— To be done —
Reproduce the forum thread about a used Honda HS622 snowblower word for word, from its title through the final quoted line.

— Extract —
########
# Did I do good? Honda HS622



## parks450

Was looking for a used snowblower locally here in wyoming to gear up for winter and cane across this Honda HS622. I didnt know much or anything at all about them so I started researching them and it seems they are pretty rare and hard to come by in good shape. Well this thing is mint, and seems well taken care of. If your curious what I paid for it, I paid $375

We were planning a little trip about 2 hours away to go christmas shopping, so I searched for snowblowers in that area and came across it. Once I saw it in person I knew it was the one lol. Anyways here are some pics if I can get them to load. Opinions welcome, also if there is something you recommend or if your aware of common problems on these please feel free to let me know. John


----------



## Yanmar Ronin

The market is different here of course, but I'd say you stole it... especially if it's in as good a condition as it looks.

Enjoy, and :welcome: .


----------



## JnC

Although it doesnt have the hydrostatic transmission but the 622 is a very capable machine. Machine seems to be in very good condition, not sure about market over there but here in the NE a machine such as that goes for $500~$700 so I'd say you got a great deal .


----------



## micah68kj

Sweet machine at a good price. Take care of it and it will take care of you.:goodjob:


----------



## YSHSfan

You did great on it.....!

:blowerhug:


----------



## Freezn

parks450 said:


> We were planning a little trip about 2 hours away to go christmas shopping, so I searched for snowblowers in that area and came across it.
########
— Provided material —
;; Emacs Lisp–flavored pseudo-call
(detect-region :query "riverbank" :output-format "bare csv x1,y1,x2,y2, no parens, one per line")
########
— Problem solution —
# Did I do good? Honda HS622



## parks450

Was looking for a used snowblower locally here in wyoming to gear up for winter and cane across this Honda HS622. I didnt know much or anything at all about them so I started researching them and it seems they are pretty rare and hard to come by in good shape. Well this thing is mint, and seems well taken care of. If your curious what I paid for it, I paid $375

We were planning a little trip about 2 hours away to go christmas shopping, so I searched for snowblowers in that area and came across it. Once I saw it in person I knew it was the one lol. Anyways here are some pics if I can get them to load. Opinions welcome, also if there is something you recommend or if your aware of common problems on these please feel free to let me know. John


----------



## Yanmar Ronin

The market is different here of course, but I'd say you stole it... especially if it's in as good a condition as it looks.

Enjoy, and :welcome: .


----------



## JnC

Although it doesnt have the hydrostatic transmission but the 622 is a very capable machine. Machine seems to be in very good condition, not sure about market over there but here in the NE a machine such as that goes for $500~$700 so I'd say you got a great deal .


----------



## micah68kj

Sweet machine at a good price. Take care of it and it will take care of you.:goodjob:


----------



## YSHSfan

You did great on it.....!

:blowerhug:


----------



## Freezn

parks450 said:


> We were planning a little trip about 2 hours away to go christmas shopping, so I searched for snowblowers in that area and came across it.